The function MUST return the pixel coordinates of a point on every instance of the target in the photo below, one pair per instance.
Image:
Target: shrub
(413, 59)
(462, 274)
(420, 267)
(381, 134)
...
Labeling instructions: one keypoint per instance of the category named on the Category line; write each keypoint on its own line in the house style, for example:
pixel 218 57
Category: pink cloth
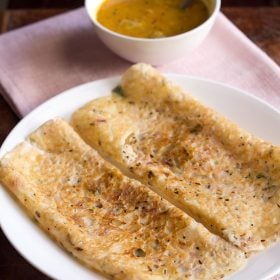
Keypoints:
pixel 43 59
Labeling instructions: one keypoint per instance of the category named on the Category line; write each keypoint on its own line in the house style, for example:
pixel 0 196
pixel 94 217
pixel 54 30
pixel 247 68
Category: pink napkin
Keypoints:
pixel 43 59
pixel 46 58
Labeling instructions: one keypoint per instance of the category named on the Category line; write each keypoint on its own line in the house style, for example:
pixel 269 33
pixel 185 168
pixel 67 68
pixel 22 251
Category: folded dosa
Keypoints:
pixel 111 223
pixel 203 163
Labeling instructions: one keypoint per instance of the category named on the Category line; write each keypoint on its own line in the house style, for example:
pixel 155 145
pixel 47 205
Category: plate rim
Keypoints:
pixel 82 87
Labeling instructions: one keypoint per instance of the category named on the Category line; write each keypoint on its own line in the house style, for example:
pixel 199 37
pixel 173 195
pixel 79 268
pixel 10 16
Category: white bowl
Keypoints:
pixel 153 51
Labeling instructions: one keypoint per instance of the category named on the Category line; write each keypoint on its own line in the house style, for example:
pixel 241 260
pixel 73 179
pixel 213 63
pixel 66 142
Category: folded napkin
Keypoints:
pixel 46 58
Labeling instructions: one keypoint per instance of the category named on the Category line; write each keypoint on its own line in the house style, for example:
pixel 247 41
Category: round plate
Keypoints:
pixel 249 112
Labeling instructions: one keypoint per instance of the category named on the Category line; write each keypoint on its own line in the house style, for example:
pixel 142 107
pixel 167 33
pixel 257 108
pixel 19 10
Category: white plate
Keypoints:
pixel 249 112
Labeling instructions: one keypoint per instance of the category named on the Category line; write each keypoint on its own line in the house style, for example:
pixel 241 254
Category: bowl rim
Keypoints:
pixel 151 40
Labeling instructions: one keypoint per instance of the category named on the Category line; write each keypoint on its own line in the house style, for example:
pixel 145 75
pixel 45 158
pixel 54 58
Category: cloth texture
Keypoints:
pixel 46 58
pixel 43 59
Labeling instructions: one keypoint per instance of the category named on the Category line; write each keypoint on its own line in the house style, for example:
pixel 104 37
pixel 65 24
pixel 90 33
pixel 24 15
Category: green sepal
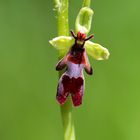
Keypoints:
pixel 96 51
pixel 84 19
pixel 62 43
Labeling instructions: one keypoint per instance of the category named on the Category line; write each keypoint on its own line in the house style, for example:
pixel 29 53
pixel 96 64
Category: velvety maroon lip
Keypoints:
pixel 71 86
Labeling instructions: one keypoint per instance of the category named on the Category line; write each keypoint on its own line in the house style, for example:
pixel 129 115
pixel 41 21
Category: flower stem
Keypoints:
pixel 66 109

→ To do
Copy out all lines from the records where the word "bowl" appears.

→ Exercise output
Category: white bowl
Category: bowl rim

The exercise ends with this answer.